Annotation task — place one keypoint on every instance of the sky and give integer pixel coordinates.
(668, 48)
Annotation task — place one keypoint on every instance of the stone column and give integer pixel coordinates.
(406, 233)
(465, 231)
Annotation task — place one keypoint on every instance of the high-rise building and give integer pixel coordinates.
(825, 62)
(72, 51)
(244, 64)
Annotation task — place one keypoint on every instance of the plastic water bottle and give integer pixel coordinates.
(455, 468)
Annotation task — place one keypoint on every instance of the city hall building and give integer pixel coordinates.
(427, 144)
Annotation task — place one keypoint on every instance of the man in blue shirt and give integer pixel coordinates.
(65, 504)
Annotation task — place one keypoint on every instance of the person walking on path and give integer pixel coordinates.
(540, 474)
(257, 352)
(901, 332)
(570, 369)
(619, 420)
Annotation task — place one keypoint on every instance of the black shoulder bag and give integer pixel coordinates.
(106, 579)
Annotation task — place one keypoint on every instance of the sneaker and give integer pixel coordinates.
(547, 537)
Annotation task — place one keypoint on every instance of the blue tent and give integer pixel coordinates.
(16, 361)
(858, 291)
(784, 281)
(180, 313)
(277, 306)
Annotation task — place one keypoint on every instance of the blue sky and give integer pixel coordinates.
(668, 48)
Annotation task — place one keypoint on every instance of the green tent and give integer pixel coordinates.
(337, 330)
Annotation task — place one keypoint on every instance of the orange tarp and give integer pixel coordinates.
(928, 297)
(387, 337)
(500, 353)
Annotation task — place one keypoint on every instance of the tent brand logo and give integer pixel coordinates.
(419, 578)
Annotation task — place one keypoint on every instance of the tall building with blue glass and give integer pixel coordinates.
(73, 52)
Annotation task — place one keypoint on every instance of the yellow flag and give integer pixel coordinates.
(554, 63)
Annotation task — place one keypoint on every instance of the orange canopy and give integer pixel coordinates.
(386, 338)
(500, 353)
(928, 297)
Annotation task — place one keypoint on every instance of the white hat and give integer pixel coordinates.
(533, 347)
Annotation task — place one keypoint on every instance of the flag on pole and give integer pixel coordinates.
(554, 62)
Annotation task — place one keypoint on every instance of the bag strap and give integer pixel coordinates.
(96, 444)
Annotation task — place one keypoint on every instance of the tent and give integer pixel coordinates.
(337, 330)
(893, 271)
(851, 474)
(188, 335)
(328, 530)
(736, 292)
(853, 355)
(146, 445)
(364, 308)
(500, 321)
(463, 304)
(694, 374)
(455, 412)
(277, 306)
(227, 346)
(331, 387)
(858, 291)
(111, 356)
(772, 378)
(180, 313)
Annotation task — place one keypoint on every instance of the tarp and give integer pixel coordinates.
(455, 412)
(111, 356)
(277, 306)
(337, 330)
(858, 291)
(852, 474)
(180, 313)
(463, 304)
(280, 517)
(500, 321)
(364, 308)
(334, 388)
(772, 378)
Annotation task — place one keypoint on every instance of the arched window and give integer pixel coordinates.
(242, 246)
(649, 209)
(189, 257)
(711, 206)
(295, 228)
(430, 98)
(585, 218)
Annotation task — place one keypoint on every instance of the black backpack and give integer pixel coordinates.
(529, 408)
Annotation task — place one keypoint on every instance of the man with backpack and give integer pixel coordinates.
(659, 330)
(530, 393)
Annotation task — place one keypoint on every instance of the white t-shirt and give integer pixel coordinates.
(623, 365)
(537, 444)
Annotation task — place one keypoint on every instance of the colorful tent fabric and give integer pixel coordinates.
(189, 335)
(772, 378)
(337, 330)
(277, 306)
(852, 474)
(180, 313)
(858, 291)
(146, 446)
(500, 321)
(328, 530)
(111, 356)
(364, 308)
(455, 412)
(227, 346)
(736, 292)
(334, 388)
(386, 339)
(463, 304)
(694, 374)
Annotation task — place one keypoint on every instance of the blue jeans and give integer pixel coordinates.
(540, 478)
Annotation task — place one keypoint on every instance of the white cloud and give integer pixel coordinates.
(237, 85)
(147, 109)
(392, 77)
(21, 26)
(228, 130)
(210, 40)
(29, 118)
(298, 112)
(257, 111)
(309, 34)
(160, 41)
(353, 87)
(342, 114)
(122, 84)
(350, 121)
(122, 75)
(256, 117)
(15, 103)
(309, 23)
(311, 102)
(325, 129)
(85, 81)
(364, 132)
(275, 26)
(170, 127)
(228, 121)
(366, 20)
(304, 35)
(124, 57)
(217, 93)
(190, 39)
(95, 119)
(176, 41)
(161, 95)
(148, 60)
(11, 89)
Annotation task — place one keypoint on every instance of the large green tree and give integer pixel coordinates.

··········

■ HOW TO COMPLETE THIS TASK:
Each entry above needs to be retyped exactly.

■ TASK ANSWER:
Annotation task — place one keypoint on every instance of the sky and give integer pixel coordinates.
(668, 48)
Annotation task — place one keypoint on every instance of the stone column and give integer pixel coordinates.
(406, 233)
(465, 231)
Annotation task — place one keypoint on every instance of the high-rise building and give integer pixel coordinates.
(825, 62)
(72, 51)
(244, 64)
Annotation task — place one keypoint on every instance of the plastic water bottle and give integer pixel coordinates.
(455, 468)
Annotation task — place one keypoint on every instance of the city hall building and give integer pixel coordinates.
(427, 144)
Annotation task — place one keypoint on every instance of the man in blue shirt and give integer pixel coordinates.
(65, 504)
Annotation task — place one keypoint on every instance of the person walking on path and give integer pixel coordinates.
(540, 474)
(257, 352)
(901, 332)
(570, 369)
(619, 420)
Annotation task — place one keypoint on every instance of the black shoulder bag and give integer pixel coordinates.
(106, 579)
Annotation task — place one keypoint on every instance of the sneaker and give integer pixel coordinates.
(547, 537)
Annotation task — place one keypoint on every instance of the blue tent and give integer pixel coordinates.
(16, 361)
(858, 291)
(784, 281)
(180, 313)
(277, 306)
Annotation task — place one keypoint on every instance of the blue sky and give integer pixel coordinates.
(668, 48)
Annotation task — place one keypoint on every instance of the green tent and give integer pixel coordinates.
(337, 330)
Annotation task — place one keypoint on every instance of the orange tarp and give integer pixel coordinates.
(928, 297)
(387, 337)
(500, 353)
Annotation task — place one keypoint on every instance of the tent brand logo and give integer pixel coordinates.
(419, 578)
Annotation task — place one keypoint on every instance of the tall building with blue glass and give integer pixel coordinates.
(73, 52)
Annotation task — place one keypoint on every instance of the yellow flag and give integer pixel coordinates.
(554, 63)
Annotation task — place one keypoint on every instance of the orange canopy and give integer pixel coordinates.
(386, 338)
(500, 353)
(928, 297)
Annotation task — place one keypoint on every instance of the white hat and give integer pixel coordinates.
(533, 347)
Annotation task — place one keypoint on every instance of the flag on pole and give integer pixel coordinates.
(554, 62)
Annotation task — place one keypoint on every instance of the bag strap and give integer pixel coordinates.
(96, 444)
Annotation task — place one keypoint on every instance of the tent and give integer pixel coordinates.
(337, 330)
(893, 271)
(851, 474)
(188, 335)
(328, 530)
(736, 292)
(853, 355)
(146, 445)
(364, 308)
(500, 321)
(463, 304)
(694, 374)
(455, 412)
(277, 306)
(227, 346)
(331, 387)
(858, 291)
(111, 356)
(772, 378)
(180, 313)
Annotation task — place one keypoint on every instance of the tarp and give integer pixel coordinates.
(455, 412)
(111, 356)
(277, 306)
(337, 330)
(858, 291)
(852, 474)
(180, 313)
(463, 304)
(280, 517)
(500, 321)
(364, 308)
(334, 388)
(772, 378)
Annotation task — place one keypoint on every instance of the arched window and give integer pixel coordinates.
(242, 246)
(649, 209)
(189, 257)
(711, 206)
(295, 228)
(430, 98)
(585, 218)
Annotation task — place one keypoint on every instance of the black backpack and give integer pixel coordinates.
(529, 408)
Annotation task — place one keypoint on every instance of the man with backpack and give integer pixel coordinates.
(659, 330)
(530, 393)
Annotation task — place one keypoint on every instance of the white t-shirt and give integer pixel coordinates.
(623, 365)
(537, 444)
Annotation task — place one keypoint on every instance of the colorful tent fabric and give integer pixel coordinates.
(189, 335)
(772, 378)
(337, 330)
(277, 306)
(852, 474)
(180, 313)
(858, 291)
(146, 446)
(500, 321)
(328, 530)
(111, 356)
(364, 308)
(455, 412)
(227, 346)
(736, 292)
(334, 388)
(386, 339)
(463, 304)
(694, 374)
Annotation task — place one keypoint on every instance of the blue jeans and give integer pixel coordinates.
(540, 478)
Annotation task — place one keypoint on every instance of the white cloud and give integer pixel coordinates.
(237, 85)
(147, 109)
(392, 77)
(21, 26)
(228, 130)
(210, 40)
(29, 118)
(298, 112)
(257, 111)
(309, 34)
(160, 41)
(353, 87)
(342, 114)
(122, 84)
(350, 121)
(122, 75)
(256, 117)
(15, 103)
(309, 23)
(311, 102)
(325, 129)
(85, 81)
(364, 132)
(275, 26)
(170, 127)
(228, 121)
(366, 20)
(304, 35)
(124, 57)
(217, 93)
(190, 39)
(95, 119)
(176, 41)
(161, 95)
(148, 60)
(11, 89)
Annotation task — place one keypoint on every instance of the large green tree and give integer pixel coordinates.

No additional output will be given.